(Beginning of Text section)

In July the first point of this agreement was
carried into effect. The Duke of Bourbon crossed the Alps in company with
Pescara and invaded France (July 1). His artillery joined him by sea at Monaco.
Provence offered little resistance. The Duke entered Aix on August 9. But the
other movements were delayed, and it was thought dangerous to advance on Lyons
without this support. Accordingly it was determined to lay siege to Marseilles,
which was surrounded on August 19. Francis had here shown unusual foresight,
and the town was prepared for defence under the command of the Orsini captain, Renzo da Ceri,
who had shown himself throughout a passionate friend of France. The breaches in
the walls were immediately protected by earthworks, and the besiegers could not
venture an assault. The French navy, reinforced by Andrea Doria with his galleys, was superior to the invaders on the sea. Meanwhile Francis
was collecting with great energy an army of relief at Avignon. Unexampled tailles were
imposed; the clergy were taxed, the cities gave subsidies, and the nobles
forced loans. Time pressed and the assault of Marseilles was ordered for
September 4, but the troops recoiled before the danger; the Marquis of Pescara,
hostile throughout to the enterprise and its leader, did not conceal his disapproval;
and the project was abandoned. The promised aid from Roussillon was not sent,
and the diversion in Picardy was not made. On September 29, much against his
will, the Duke of Bourbon ordered the retreat. The troops, ill-clothed,
ill-provided, ill-shod, made their way across the mountains, closely pursued by
Montmorency. Francis followed with his whole army and reached Vercelli on the
same day that the retreating army arrived at Alba, about sixteen miles S.S.W.
of Asti.
With troops humiliated, discontented, exhausted,
resistance in the field was impossible. The imperialists adopted the same
strategy that had succeeded so well against Bonnivet. They determined to hold
Alessandria, Pavia, Lodi, Pizzighettone, Cremona. The citadel of Milan was
garrisoned, and it was hoped that the city might be held; but it had suffered
terribly from the plague, and on the approach of Francis with his
whole army, the attempt was given up. Bourbon, Lannoy, and Pescara retired to
Lodi; and the defence of Pavia was entrusted to Antonio de Leyva. Instead of
following up the remnants of the imperial army to Lodi, and crushing them or
driving them east into the arms of their uncertain Venetian allies, Francis
turned aside to make himself master of Pavia. The siege artillery opened fire
on November 6. An early assault having failed, Francis attempted to divert the
course of the Ticino, and by this means to obtain access to the south side of
the town, which relied mainly on the protection of the river. But the winter
rains rendered the work impossible. Francis determined to reduce the city by
blockade. Meanwhile he called up reinforcements from the Swiss, and took
Giovanni de’ Medici into his pay.

(End of Text section)
(Beginning of Dataset excerpts)

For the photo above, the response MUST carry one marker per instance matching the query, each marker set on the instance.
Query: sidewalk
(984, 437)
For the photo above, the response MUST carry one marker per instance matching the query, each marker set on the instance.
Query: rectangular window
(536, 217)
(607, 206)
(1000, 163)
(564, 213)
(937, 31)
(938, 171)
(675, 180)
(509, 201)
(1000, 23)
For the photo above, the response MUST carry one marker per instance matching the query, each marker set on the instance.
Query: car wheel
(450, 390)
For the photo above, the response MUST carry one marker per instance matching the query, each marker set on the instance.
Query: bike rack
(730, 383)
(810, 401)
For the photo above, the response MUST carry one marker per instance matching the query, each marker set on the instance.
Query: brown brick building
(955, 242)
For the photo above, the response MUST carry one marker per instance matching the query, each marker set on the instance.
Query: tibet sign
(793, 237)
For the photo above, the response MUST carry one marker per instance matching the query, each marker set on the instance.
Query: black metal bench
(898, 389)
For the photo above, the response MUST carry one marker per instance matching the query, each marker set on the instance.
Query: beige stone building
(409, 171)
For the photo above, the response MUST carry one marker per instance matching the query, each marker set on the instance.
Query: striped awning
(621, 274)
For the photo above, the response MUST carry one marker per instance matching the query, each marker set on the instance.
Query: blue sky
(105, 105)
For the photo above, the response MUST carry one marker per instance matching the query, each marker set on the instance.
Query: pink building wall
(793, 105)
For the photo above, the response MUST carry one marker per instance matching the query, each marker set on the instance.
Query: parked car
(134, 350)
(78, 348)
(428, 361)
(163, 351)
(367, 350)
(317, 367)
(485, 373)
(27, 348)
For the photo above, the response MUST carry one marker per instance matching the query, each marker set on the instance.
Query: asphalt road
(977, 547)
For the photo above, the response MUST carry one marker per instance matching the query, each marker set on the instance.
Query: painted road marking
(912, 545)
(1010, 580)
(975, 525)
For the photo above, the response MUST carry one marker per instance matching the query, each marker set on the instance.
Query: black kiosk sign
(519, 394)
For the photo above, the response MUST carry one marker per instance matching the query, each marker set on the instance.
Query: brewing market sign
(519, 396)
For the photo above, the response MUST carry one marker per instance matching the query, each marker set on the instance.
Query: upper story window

(End of Dataset excerpts)

** Task statement **
Please carry on the historical passage about Bourbon's march on Marseilles and the siege of Pavia, beginning after its last sentence.

** Task answer **
Campaign of Pavia. [1524-5
Italy prepared to take the side which appeared
for the moment stronger. Venice hesitated in her alliance. Clement, while endeavoring
to reassure the Emperor as to his fidelity, and ostensibly negotiating for an
impossible peace, concluded, on December 12, 1524, a secret treaty with France,
in which Florence and Venice were included. This treaty led both Clement and
Francis to their ruin. Clement paid for his cowardly betrayal at the Sack of
Rome, and Francis was encouraged to detach a part of his army under the Duke of
Albany to invade Naples, an enterprise which weakened his main force without
securing any corresponding advantage. The Duke, after holding to ransom the
towns of Italy through which he passed, reached the south of the papal
territory, where he was attacked by the Colonna and driven back to Rome. It was
hoped however that this diversion would induce the imperial generals to leave
Lombardy to its fate and hurry to the protection of Naples. But reinforcements
were coming in from Germany under Frundsberg, and it was Naples that was left
to fortune. On January 24, 1525, the imperial forces moved from Lodi. After a
feint on Milan, they approached Pavia, and encamped towards the east to wait
their opportunity. Thence they succeeded in introducing powder and other most
necessary supplies into the famished city. The seizure of Chiavenna on behalf of Charles recalled the Grisons levies to the defence of their own
territory. Reinforcements coming to Francis from the Alps were cut off and
destroyed. Giovanni de' Medici was incapacitated by a wound. But the condition
of the beleaguered city and lack of pay and provisions did not permit of
further delay. It was decided to attack Francis in his camp and risk the issue.
1525-6] Battle of Pavia.
Treaty of Madrid.
On the night of February 24-25 the imperial army
broke into the walled enclosure of the park of Mirabello.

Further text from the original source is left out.